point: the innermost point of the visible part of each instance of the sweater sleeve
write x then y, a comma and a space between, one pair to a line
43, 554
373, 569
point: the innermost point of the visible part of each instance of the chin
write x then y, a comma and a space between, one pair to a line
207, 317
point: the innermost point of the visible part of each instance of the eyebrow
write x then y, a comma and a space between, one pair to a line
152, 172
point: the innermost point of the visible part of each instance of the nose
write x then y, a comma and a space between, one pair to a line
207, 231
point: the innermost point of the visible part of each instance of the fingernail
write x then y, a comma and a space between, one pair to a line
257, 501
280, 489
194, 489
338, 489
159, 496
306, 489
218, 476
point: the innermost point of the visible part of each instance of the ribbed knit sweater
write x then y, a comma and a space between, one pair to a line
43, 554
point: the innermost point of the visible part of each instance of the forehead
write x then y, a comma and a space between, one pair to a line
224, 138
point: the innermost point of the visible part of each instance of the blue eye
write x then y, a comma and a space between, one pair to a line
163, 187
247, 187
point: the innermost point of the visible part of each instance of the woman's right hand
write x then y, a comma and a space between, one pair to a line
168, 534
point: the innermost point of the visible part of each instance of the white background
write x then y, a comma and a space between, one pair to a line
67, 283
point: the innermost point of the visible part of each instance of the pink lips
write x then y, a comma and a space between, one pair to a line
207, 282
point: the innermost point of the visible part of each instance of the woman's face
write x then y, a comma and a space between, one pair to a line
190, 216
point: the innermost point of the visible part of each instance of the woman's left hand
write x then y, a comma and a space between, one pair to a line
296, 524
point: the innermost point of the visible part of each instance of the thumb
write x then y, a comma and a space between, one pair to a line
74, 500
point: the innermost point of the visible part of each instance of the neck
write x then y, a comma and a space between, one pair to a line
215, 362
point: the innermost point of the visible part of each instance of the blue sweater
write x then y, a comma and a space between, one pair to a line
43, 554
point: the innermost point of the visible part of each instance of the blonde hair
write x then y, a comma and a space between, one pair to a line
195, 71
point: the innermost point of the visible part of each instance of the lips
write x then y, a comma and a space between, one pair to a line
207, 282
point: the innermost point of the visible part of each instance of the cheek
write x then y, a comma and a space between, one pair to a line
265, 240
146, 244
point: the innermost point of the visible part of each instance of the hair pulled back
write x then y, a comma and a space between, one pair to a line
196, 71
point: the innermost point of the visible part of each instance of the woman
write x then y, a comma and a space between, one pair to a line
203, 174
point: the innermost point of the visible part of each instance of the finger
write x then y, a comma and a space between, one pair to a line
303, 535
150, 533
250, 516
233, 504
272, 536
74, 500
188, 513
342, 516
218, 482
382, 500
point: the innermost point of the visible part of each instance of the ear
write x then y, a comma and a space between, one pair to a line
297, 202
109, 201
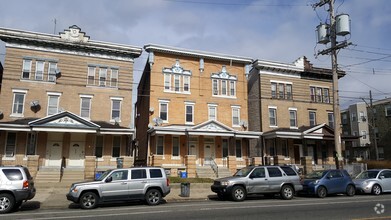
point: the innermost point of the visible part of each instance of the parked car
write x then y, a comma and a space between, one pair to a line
267, 180
325, 182
375, 181
16, 186
148, 184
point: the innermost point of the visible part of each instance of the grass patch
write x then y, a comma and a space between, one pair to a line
174, 179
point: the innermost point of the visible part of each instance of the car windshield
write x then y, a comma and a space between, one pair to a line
315, 175
244, 171
101, 177
369, 174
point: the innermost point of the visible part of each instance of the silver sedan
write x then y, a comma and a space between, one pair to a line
375, 181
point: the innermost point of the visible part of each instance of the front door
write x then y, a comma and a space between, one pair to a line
53, 153
76, 154
209, 154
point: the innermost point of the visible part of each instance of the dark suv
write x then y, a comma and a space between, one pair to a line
16, 186
267, 180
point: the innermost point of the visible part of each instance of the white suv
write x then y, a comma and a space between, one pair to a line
149, 184
16, 186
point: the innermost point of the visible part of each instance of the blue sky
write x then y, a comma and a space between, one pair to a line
276, 30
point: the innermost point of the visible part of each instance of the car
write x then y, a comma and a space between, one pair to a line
16, 186
375, 181
325, 182
266, 180
148, 184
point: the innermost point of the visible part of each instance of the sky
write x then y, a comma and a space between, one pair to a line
274, 30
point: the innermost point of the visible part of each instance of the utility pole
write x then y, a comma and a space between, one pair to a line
332, 37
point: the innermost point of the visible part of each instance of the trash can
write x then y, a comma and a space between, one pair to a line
120, 162
185, 189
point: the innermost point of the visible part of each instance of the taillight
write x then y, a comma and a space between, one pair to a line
25, 184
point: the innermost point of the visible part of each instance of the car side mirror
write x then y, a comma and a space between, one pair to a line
109, 179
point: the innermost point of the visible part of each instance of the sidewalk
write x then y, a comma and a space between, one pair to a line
52, 195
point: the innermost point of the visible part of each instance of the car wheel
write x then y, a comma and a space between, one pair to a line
153, 197
7, 203
238, 193
88, 200
350, 190
376, 190
322, 192
287, 192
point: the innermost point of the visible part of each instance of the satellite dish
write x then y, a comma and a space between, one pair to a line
158, 121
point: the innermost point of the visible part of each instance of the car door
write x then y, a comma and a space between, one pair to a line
258, 182
275, 179
115, 186
137, 183
385, 180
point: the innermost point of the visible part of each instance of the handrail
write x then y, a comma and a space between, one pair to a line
214, 166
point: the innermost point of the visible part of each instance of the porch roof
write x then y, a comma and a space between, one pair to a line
208, 128
64, 122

============

## WHAT TO DO:
Can you rewrite all of the entries above, changing every "innermost point" to "central point" and leaving everything else as it is? Leave the pictures out of your answer.

## WRITTEN RESPONSE:
point: the central point of the visible part of each instance of the sweater sleeve
write x then y, a comma and a space between, one pair to a line
43, 554
373, 569
point: the central point of the visible part of each instance of the chin
write x then y, a comma and a space between, one pair to a line
207, 317
point: the central point of the visible part of each instance of the eyebrow
write x then y, a comma and a space between, one pair to a line
152, 172
point: the central point of the visible part of each instance of the nose
write x then y, a comma and a space between, one pair to a line
207, 231
point: the central point of the visible part of each instance of the fingernail
write x then y, a comma and a space between, one pair to a line
257, 501
280, 489
194, 489
338, 489
159, 496
306, 489
218, 476
point: the central point of the visible part of each instance of the ribbed knit sweater
write x then y, a comma and a space between, one pair to a line
43, 554
point: the central point of the visible part of each instance of the forehead
write x then y, a comma and a space between, one pair to a line
224, 138
point: the central point of the visible part of each instance of the blue eye
write x then y, a comma and a space between, one pair to a line
163, 187
247, 187
point: the central point of the visible part of each instance of the woman's right hand
write x then y, a comma and a space between, one pair to a line
168, 534
point: the central point of the visible part of each instance of the white background
write x then y, a comma and a space between, one pair to a line
67, 283
point: the central point of the visible part of each instance of the pink lips
write x then y, a comma and a space between, one pair to a line
207, 282
point: the central point of the visible part of each instance of the woman's face
write x then y, a comma and a space between, one pair to a line
190, 216
point: the central point of the visible part of each instance of the woman's left hand
write x then y, a comma and a space between, one pair to a line
296, 524
point: the central point of the visible part of each instance of the thumb
write x then y, a comma and a space between, one pair to a line
74, 500
point: the central point of the visible part of each instance of the neck
write x then y, a comma and a space between, one pair to a line
215, 362
point: the central point of the visible part of each instance of the blue sweater
write x then y, a comma and a space between, one pair to a line
43, 554
point: the central point of the visible part of each instance of the blonde hair
write x then y, a comma and a space between, one pair to a line
195, 71
point: the central point of the visible part of each instance of the lips
write x then y, a comma and a space between, one pair to a line
207, 282
point: the central point of the visible part of each instance of the cheek
write x then y, a comma and a space between, one pair to a line
265, 240
146, 244
point: the central point of the visible part of each instance of the hair pulled back
write x then y, a comma and a space between, one pair to a line
196, 71
point: the central point of the visible part of each instance of the woman
write x then y, a comma and a space between, one pair to a line
203, 174
point: the central point of the visible part of each instance of the finger
write x then y, a comma and a space between, one pair to a line
303, 535
150, 533
250, 516
233, 504
272, 536
74, 500
188, 513
342, 516
218, 482
382, 500
point: the central point of the visible part of each instance of the ear
write x then y, a comma and a space between, one pair to a line
297, 202
109, 201
point: the central point of the visible part of each instance of the parked car
write x then y, a comma and a space between, one pair to a line
267, 180
325, 182
375, 181
16, 186
148, 184
point: the central point of the visible part of each instance of the grass patch
write x then y, a comma and a space between, one pair to a line
174, 179
point: the central point of the visible part of each instance of the car windshield
write x then y, a comma and a space between, one pair to a line
315, 175
244, 171
101, 177
369, 174
point: the central point of the visible part of each instance of the silver sedan
write x then y, a comma and a space between, one pair to a line
375, 181
point: the central point of the visible part of each instance of the front door
write x then y, a comma and a space between, one pair to a line
53, 153
76, 154
209, 154
point: the central point of the visible part of each instance of the dark suv
write x then y, a comma and a space between, one pair to a line
16, 186
267, 180
point: the central point of the visible part of each instance of the white suv
write x then y, a comma and a space between, one pair to a line
149, 184
16, 186
point: the central point of the visible part of each instance of the blue sky
write x then y, a comma and a space between, one pair to a line
276, 30
point: the central point of the visible part of each instance of the car
write x then y, a comma and a space between, one pair to a line
16, 186
375, 181
325, 182
266, 180
148, 184
point: the central point of the visible part of each instance of the sky
write x then y, a comma and a space between, one pair to a line
274, 30
point: the central point of the visible part of each instance of the utility pole
write x then y, a comma and a space between, one pair to a line
332, 37
point: the central point of the visible part of each instance of the trash can
write x then y, a comma and a space between, one pair to a line
120, 162
185, 189
point: the central point of the visible part of each instance of the taillight
write x then y, a comma and a space between, one pair to a line
25, 184
point: the central point of the visible part of each instance of the car side mirror
write x then y, a comma and a space between, one pair to a line
109, 179
point: the central point of the visible part of each instance of the sidewalk
write x then y, a comma and a space between, one pair to a line
52, 195
point: the central point of the visible part of each instance of the car wheel
write x then y, a comma and a space between, one pair to a line
153, 197
7, 203
238, 193
88, 200
350, 190
376, 190
322, 192
287, 192
point: the central point of the visible part of each instance of the satellite dish
write x then y, a comma and a space between, one pair to a line
158, 121
point: the central point of the visible part of each instance of the car door
write x then y, a comma and a space between, one pair to a line
258, 182
275, 179
115, 186
137, 183
385, 180
point: the central point of the visible part of each instance of the handrail
write x then y, a comma and a space between, one pair to a line
214, 166
point: the central point of the visible part of each instance of the porch roof
write x then y, a comma and a space between, one pair to a line
208, 128
64, 122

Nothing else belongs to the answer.